Natural language region descriptions
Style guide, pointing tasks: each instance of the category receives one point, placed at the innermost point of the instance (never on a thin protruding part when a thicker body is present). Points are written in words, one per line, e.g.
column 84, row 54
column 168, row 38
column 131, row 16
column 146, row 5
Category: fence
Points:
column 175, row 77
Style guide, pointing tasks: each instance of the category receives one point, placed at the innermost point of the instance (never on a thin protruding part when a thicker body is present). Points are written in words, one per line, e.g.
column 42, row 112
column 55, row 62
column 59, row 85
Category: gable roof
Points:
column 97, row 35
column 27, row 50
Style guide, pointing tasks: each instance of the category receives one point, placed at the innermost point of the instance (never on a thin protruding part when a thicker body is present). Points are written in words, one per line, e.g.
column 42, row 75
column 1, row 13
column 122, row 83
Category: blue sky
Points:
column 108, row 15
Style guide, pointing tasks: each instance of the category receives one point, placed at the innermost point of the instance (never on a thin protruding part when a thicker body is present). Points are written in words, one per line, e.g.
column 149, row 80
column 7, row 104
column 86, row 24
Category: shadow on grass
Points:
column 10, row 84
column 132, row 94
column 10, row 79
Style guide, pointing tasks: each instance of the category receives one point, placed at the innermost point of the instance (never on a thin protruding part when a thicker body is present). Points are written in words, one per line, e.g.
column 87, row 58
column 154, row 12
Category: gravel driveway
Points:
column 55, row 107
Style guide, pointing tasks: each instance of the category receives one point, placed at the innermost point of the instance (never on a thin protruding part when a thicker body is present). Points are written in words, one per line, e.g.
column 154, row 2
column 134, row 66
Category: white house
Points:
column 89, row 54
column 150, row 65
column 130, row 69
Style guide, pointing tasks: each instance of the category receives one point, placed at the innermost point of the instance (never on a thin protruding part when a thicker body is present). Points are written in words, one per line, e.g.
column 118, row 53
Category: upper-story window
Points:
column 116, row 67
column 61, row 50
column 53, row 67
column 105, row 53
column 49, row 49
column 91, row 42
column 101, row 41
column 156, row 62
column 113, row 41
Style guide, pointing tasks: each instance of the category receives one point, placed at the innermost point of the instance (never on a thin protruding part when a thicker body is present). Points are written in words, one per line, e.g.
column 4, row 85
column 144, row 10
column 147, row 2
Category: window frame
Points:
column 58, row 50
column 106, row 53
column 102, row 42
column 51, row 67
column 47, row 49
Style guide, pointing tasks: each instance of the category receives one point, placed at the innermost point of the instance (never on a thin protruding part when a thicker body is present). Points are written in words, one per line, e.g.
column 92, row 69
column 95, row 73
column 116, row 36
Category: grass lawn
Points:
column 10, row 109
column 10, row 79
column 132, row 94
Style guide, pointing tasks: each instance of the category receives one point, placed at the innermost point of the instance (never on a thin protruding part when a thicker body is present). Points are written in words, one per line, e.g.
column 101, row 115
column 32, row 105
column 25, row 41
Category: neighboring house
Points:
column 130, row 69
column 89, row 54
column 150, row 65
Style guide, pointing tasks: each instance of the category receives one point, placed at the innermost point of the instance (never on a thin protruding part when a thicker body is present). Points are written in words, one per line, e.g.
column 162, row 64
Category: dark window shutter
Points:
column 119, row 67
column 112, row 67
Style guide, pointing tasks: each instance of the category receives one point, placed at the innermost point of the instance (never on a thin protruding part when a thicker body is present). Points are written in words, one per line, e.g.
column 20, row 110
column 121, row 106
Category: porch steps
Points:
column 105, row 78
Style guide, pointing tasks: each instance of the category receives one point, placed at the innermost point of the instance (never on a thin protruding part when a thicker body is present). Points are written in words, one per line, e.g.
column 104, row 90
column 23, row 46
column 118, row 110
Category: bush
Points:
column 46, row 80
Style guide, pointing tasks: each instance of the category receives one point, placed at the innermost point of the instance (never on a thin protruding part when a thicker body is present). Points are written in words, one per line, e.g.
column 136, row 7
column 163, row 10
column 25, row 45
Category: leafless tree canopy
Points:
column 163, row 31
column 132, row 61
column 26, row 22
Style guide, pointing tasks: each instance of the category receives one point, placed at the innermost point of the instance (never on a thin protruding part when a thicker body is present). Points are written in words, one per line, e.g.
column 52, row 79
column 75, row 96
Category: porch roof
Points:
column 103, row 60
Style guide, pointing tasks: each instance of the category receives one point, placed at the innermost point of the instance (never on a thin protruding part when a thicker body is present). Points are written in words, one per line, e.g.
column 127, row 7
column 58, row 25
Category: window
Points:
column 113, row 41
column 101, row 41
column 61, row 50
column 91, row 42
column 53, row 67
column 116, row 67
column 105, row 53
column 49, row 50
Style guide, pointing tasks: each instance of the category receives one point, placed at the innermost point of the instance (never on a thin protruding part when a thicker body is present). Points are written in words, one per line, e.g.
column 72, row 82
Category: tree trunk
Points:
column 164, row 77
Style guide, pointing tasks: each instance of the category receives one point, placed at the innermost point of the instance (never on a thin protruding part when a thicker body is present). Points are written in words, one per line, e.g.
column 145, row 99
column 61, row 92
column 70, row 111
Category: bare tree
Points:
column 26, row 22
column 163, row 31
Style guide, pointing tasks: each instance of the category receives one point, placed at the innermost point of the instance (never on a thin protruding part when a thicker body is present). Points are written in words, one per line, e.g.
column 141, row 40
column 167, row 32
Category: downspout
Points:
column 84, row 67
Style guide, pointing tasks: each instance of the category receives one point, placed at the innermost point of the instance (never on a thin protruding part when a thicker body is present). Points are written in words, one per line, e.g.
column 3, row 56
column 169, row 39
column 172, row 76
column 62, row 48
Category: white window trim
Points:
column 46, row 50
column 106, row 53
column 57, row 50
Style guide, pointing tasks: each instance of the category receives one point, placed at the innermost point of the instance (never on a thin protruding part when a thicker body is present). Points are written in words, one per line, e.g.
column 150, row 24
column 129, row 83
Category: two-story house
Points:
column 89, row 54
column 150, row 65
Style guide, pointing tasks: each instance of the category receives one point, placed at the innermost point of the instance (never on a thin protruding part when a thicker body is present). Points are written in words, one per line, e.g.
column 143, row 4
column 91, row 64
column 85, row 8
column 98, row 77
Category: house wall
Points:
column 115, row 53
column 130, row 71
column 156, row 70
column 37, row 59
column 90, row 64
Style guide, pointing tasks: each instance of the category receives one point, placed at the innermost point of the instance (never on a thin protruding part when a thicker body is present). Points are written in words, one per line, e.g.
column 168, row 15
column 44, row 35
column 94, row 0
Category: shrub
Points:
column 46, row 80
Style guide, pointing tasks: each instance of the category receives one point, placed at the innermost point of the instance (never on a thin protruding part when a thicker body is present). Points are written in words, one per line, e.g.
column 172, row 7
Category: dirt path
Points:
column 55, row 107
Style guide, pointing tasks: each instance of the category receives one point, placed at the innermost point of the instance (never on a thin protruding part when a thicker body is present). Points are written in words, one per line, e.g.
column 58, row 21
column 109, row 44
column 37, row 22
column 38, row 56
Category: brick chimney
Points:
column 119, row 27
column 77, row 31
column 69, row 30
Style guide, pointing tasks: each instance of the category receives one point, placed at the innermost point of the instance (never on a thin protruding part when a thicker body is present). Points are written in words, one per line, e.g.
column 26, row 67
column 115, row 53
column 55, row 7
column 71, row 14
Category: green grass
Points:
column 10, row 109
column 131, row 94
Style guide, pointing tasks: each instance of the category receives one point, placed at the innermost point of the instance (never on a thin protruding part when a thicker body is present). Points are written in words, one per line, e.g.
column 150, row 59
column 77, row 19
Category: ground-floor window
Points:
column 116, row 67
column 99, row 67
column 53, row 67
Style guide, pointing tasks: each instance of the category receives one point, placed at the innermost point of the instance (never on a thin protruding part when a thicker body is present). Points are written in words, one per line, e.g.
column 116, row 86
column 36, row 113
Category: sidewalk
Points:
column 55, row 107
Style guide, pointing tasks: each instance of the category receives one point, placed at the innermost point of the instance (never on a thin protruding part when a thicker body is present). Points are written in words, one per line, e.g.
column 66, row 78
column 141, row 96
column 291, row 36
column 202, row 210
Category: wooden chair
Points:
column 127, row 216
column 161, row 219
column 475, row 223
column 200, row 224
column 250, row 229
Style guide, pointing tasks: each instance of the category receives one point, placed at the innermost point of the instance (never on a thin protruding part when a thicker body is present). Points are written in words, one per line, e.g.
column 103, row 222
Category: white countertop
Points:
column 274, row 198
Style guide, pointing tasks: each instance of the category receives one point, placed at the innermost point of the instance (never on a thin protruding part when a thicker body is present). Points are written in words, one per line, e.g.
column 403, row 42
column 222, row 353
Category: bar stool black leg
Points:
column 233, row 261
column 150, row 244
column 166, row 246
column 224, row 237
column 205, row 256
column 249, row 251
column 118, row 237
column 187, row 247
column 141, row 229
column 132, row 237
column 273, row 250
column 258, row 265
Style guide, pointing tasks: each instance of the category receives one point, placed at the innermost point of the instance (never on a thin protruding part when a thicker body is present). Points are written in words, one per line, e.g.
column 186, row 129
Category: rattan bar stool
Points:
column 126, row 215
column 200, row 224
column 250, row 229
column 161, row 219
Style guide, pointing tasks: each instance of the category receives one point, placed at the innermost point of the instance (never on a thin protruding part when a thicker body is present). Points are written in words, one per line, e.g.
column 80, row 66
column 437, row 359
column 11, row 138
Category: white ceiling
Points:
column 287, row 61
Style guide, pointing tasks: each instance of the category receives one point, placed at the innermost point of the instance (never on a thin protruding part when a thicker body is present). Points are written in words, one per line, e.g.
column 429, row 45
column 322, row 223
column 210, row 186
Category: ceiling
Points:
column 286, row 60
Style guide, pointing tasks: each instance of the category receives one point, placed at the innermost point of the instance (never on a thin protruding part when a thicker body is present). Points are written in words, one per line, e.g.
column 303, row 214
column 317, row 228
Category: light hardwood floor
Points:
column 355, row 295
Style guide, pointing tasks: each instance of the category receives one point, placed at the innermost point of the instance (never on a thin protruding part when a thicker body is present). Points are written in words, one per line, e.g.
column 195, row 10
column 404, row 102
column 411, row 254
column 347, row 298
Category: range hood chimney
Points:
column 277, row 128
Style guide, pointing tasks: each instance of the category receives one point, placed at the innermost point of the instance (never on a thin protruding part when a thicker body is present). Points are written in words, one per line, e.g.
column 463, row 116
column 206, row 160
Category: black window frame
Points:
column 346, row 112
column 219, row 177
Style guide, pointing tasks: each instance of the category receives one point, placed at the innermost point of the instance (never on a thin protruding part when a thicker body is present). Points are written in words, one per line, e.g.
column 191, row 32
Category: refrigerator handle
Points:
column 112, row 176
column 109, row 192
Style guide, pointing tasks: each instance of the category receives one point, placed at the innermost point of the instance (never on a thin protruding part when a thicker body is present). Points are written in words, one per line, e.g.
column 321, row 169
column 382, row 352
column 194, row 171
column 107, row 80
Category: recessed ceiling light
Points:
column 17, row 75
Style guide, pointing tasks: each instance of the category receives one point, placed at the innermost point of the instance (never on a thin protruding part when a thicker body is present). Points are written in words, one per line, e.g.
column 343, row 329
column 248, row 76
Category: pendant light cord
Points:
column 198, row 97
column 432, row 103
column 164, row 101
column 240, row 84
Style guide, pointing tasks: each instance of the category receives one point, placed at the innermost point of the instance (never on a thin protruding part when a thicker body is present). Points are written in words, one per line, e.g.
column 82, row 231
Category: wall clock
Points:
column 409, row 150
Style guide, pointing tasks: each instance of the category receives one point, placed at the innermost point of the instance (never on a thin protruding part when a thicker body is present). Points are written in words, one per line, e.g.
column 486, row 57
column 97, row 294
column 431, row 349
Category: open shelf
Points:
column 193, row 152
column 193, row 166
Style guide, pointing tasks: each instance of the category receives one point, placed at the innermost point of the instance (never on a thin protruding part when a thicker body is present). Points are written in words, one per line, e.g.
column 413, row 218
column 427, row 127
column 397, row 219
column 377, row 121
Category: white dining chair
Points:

Instructions for the task.
Every line above with the word "ceiling" belongs in the answer, copied as written.

Answer area.
Category: white ceiling
Category: ceiling
Category: recessed ceiling light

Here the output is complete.